* _WORK TO COMPLETE_: Extract precisely the lines that run from the line containing "the woman's profile" to the end of the records below, with both ends included and pictures omitted.

* _DATASET_:
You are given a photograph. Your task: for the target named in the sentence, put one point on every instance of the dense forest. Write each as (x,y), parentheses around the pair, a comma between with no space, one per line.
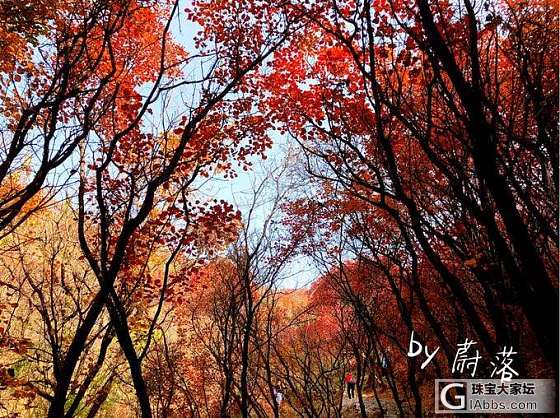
(393,177)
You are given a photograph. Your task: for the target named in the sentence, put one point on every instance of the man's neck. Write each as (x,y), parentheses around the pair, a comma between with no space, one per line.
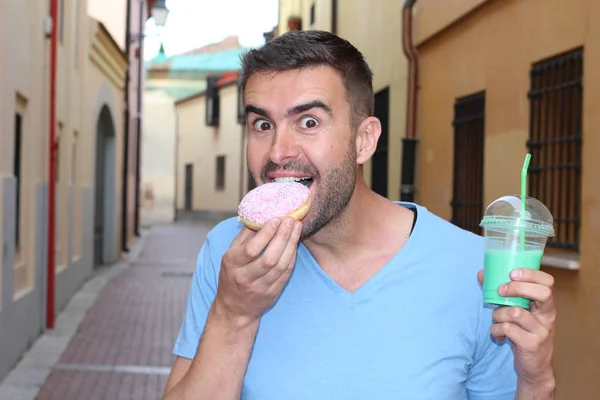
(367,221)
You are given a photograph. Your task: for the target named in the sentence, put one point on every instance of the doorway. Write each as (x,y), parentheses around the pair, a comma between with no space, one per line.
(105,190)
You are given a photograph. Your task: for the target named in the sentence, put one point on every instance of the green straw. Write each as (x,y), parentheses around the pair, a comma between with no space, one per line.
(524,195)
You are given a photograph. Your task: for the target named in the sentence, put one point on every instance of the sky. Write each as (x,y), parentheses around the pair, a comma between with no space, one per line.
(195,23)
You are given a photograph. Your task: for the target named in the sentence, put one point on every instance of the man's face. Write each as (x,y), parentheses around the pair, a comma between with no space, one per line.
(298,125)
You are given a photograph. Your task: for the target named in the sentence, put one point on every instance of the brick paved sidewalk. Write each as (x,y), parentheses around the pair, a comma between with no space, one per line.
(122,349)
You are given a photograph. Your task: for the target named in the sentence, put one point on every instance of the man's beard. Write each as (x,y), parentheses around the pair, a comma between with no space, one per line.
(335,189)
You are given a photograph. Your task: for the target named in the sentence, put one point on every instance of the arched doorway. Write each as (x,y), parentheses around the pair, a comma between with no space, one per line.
(105,190)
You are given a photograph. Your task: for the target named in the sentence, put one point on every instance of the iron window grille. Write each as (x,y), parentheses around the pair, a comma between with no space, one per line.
(555,137)
(469,135)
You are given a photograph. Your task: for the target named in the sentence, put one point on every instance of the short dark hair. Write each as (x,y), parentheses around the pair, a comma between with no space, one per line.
(312,48)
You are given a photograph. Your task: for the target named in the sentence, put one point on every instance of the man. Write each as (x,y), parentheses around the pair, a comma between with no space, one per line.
(365,298)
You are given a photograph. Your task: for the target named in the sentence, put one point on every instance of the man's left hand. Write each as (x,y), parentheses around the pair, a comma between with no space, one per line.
(531,332)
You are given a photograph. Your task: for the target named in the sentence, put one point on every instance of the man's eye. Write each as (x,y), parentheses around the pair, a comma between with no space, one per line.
(262,125)
(309,123)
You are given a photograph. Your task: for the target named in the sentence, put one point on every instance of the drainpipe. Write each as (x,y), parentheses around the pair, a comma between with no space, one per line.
(138,138)
(52,169)
(125,130)
(409,142)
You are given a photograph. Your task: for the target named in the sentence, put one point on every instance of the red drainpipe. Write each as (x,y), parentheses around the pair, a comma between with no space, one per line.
(52,168)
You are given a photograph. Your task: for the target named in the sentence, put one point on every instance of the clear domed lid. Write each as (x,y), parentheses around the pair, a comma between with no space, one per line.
(504,214)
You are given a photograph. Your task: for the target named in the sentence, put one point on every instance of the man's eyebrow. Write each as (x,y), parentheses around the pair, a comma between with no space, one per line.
(307,106)
(300,108)
(257,110)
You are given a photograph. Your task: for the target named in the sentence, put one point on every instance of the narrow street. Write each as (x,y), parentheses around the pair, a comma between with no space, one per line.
(122,349)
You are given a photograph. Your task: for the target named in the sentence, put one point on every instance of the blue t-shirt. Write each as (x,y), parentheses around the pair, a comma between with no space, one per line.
(417,330)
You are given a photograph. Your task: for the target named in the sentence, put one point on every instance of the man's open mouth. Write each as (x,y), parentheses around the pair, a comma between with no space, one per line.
(305,180)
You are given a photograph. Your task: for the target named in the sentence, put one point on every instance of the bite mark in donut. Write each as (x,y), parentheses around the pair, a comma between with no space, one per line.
(274,200)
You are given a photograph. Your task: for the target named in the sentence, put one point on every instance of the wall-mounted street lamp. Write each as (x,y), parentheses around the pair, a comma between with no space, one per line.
(160,12)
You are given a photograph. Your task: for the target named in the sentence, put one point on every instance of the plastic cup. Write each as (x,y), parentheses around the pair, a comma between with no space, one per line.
(515,237)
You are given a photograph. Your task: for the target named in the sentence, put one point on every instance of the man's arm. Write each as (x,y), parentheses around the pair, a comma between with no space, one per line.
(218,369)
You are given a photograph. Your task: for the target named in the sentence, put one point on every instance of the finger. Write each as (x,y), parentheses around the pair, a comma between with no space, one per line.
(272,254)
(532,291)
(256,244)
(287,257)
(520,317)
(532,276)
(517,335)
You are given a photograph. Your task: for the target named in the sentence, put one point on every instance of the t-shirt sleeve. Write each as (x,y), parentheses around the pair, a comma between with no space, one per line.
(201,295)
(492,375)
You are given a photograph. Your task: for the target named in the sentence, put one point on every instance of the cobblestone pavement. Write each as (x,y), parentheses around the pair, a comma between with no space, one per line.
(122,350)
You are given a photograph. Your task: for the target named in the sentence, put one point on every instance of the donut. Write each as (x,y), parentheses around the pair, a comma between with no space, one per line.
(274,200)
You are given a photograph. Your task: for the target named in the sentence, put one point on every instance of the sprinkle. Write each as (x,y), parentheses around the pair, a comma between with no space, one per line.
(272,200)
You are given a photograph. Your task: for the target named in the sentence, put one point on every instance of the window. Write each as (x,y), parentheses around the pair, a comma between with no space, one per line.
(212,101)
(74,159)
(469,133)
(379,161)
(76,18)
(555,143)
(220,178)
(17,171)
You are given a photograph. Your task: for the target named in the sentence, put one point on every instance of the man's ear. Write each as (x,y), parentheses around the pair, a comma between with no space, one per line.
(366,139)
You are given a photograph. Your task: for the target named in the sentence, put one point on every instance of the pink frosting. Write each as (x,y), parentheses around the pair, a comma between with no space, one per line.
(272,200)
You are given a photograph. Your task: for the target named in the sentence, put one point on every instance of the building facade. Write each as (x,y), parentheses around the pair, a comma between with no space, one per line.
(127,28)
(375,29)
(41,267)
(211,159)
(498,79)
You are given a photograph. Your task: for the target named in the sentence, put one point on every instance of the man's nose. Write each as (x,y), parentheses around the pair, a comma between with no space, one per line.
(284,147)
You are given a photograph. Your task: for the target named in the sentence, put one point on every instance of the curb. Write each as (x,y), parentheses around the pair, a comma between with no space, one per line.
(26,379)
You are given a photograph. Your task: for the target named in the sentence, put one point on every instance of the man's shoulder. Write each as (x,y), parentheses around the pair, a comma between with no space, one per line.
(444,232)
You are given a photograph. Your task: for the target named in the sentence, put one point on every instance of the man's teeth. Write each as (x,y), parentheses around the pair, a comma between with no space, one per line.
(291,179)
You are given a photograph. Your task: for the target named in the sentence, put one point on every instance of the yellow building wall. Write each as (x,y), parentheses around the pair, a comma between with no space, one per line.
(200,145)
(375,28)
(71,125)
(492,49)
(23,88)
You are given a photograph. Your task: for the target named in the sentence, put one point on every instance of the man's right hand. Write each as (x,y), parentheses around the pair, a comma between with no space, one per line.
(251,279)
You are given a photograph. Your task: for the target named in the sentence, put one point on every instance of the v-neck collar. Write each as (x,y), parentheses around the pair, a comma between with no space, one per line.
(366,289)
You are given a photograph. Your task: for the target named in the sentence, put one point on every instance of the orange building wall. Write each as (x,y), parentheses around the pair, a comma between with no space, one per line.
(492,48)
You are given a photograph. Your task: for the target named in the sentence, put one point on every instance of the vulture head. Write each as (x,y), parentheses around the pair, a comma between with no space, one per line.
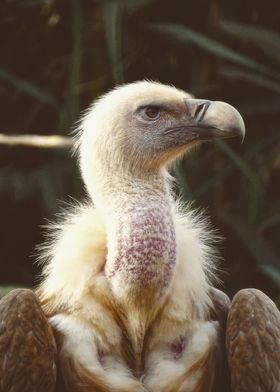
(139,128)
(127,138)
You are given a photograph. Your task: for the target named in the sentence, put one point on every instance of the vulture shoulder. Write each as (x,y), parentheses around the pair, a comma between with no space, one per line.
(27,345)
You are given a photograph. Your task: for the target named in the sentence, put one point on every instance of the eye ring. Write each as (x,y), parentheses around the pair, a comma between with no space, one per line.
(150,112)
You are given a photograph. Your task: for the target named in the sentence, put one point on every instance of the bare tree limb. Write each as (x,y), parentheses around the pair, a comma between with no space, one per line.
(36,141)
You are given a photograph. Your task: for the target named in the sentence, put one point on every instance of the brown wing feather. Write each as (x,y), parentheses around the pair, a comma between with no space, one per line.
(27,346)
(253,343)
(219,313)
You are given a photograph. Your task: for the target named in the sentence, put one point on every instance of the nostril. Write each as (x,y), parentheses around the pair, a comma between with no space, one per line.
(200,111)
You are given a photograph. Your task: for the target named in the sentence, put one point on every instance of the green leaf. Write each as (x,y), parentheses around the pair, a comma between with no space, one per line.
(266,40)
(249,76)
(189,36)
(29,88)
(240,163)
(112,15)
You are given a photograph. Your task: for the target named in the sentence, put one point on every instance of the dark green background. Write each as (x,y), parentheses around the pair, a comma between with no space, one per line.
(57,56)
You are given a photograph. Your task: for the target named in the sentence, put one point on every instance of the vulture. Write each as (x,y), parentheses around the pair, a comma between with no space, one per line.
(126,301)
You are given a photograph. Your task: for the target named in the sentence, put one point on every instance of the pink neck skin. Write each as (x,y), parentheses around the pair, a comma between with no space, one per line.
(141,240)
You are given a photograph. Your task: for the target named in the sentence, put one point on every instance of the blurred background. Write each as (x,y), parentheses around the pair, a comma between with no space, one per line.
(59,55)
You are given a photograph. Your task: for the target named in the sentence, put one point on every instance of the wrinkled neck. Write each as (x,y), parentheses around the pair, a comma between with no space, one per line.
(141,239)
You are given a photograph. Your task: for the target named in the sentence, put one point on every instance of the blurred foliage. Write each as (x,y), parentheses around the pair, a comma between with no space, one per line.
(57,56)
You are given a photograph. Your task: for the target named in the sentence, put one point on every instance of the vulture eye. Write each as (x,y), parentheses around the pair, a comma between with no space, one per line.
(150,112)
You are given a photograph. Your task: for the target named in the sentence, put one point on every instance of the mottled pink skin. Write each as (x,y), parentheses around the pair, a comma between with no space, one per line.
(146,244)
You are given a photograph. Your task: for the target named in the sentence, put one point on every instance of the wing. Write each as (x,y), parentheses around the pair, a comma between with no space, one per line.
(221,305)
(27,345)
(253,343)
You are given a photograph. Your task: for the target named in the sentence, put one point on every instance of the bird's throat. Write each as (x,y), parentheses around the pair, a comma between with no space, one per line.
(141,242)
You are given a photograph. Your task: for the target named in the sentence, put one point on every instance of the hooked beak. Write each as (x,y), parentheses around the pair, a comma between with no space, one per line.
(209,120)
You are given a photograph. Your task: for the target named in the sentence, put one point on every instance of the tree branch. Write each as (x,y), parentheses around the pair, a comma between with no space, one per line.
(36,141)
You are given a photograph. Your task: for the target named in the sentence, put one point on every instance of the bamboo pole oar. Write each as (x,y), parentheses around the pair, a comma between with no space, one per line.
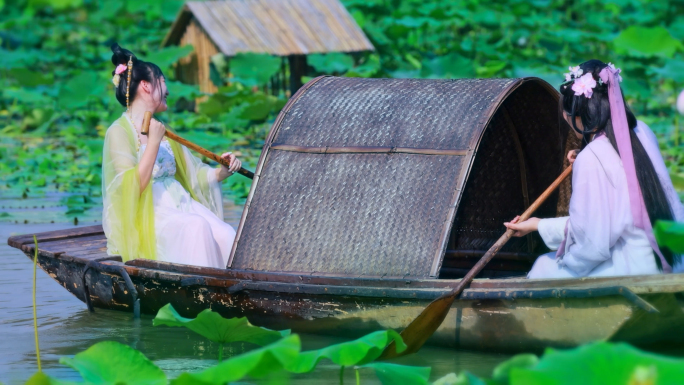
(146,127)
(427,322)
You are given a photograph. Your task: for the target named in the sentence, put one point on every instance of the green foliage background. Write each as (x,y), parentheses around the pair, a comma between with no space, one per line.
(56,98)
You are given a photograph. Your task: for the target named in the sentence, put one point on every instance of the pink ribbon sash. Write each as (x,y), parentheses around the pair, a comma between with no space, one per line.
(618,116)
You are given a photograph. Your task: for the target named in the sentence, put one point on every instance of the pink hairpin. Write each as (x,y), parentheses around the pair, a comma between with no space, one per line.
(584,85)
(117,74)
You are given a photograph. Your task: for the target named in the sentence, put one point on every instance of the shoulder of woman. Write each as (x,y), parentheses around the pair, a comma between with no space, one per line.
(596,156)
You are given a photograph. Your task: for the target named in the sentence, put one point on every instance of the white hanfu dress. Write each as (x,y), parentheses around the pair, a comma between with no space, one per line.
(600,236)
(186,231)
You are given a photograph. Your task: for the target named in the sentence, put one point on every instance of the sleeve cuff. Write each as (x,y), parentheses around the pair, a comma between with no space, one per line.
(552,231)
(211,177)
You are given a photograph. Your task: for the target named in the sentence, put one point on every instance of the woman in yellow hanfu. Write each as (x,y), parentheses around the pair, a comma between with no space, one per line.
(160,201)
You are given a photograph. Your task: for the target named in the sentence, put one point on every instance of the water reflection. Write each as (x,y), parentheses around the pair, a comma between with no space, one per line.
(66,328)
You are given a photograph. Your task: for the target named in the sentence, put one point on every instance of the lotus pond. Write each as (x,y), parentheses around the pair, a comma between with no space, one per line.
(109,347)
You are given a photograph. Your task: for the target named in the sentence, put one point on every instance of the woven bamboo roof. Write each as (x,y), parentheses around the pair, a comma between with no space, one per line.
(379,177)
(276,27)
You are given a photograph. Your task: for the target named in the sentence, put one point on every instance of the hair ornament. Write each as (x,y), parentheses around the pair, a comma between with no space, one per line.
(117,74)
(584,85)
(128,81)
(575,72)
(616,71)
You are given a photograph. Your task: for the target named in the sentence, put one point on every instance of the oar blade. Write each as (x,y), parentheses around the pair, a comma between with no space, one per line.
(421,328)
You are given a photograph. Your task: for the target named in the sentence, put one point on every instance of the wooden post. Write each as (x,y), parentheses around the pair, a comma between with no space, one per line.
(297,70)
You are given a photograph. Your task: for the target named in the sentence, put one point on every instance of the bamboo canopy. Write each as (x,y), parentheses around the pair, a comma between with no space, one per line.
(401,177)
(286,28)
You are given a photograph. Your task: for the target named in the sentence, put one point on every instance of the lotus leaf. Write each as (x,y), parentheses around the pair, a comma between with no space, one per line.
(166,57)
(501,373)
(257,363)
(390,374)
(358,352)
(641,41)
(212,326)
(331,63)
(600,363)
(113,363)
(254,69)
(670,234)
(40,378)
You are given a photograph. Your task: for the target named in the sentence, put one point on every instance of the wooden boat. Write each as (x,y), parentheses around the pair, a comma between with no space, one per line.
(332,239)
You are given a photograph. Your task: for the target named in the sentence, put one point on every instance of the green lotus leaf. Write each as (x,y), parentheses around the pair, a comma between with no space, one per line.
(670,234)
(254,69)
(166,57)
(331,63)
(256,363)
(502,371)
(113,363)
(646,42)
(212,326)
(358,352)
(40,378)
(390,374)
(80,89)
(598,364)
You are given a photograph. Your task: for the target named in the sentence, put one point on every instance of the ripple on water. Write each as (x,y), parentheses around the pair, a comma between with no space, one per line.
(66,328)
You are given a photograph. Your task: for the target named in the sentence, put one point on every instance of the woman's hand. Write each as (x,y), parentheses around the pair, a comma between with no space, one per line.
(156,132)
(523,228)
(235,165)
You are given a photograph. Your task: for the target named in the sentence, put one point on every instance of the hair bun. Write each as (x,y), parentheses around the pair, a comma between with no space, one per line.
(120,55)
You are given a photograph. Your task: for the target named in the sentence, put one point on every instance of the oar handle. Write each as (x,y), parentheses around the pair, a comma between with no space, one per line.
(507,235)
(146,127)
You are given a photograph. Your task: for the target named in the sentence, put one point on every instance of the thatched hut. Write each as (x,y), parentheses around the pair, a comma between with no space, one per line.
(290,29)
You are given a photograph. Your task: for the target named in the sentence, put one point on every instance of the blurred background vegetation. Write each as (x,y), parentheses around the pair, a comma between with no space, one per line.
(56,97)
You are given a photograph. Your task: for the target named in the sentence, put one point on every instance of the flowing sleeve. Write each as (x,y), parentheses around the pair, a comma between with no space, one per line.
(128,214)
(198,178)
(595,223)
(552,231)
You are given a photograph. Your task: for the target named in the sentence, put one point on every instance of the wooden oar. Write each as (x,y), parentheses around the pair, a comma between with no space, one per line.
(146,127)
(427,322)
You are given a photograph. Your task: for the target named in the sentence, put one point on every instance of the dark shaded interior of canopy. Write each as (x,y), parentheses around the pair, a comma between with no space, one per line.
(494,190)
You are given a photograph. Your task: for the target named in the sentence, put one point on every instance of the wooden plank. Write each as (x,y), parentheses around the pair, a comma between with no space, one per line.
(298,29)
(236,33)
(252,22)
(218,34)
(356,39)
(232,22)
(333,38)
(305,25)
(19,240)
(279,28)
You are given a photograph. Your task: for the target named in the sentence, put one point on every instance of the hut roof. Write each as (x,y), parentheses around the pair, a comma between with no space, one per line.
(379,177)
(277,27)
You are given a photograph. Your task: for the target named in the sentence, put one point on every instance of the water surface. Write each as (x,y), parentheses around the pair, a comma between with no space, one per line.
(66,327)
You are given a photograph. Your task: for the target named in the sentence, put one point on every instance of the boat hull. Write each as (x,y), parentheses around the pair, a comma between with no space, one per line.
(503,325)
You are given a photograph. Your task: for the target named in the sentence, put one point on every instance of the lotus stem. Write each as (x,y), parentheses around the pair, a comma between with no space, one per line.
(35,316)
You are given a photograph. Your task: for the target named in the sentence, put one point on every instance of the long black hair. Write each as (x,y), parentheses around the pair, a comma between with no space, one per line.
(141,70)
(594,114)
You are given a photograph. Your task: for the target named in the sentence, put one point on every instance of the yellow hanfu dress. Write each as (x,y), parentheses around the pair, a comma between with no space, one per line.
(177,218)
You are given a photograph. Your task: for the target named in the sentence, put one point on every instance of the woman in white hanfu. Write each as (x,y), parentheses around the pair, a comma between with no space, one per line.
(620,185)
(160,201)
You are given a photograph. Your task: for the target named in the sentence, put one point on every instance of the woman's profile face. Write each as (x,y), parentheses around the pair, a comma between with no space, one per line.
(159,96)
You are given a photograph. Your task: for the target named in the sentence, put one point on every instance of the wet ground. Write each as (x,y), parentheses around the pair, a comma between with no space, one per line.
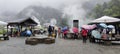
(16,45)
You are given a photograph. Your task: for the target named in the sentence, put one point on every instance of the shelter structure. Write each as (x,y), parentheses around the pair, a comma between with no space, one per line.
(107,20)
(23,22)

* _ANSWER TO THIS TASK_:
You are given a photograph. Your task: for the target named in the sentence, put one point on every instance of the woman's profile face. Write each as (x,y), parentheses around the pair, a comma between with no space, one per line.
(159,96)
You are given a photograph. Your task: for the target named in the sentence, put one point on every instance of the wet ground. Write each as (x,y), parentheses around the pair, a comma between with no space, one per line.
(16,45)
You are given a photograph. Your task: for the target named in the sentence, put one point on every instance of the shelter structure. Write each as (x,y), parentheses around the pair, a comma between with no space, one per line.
(107,20)
(23,22)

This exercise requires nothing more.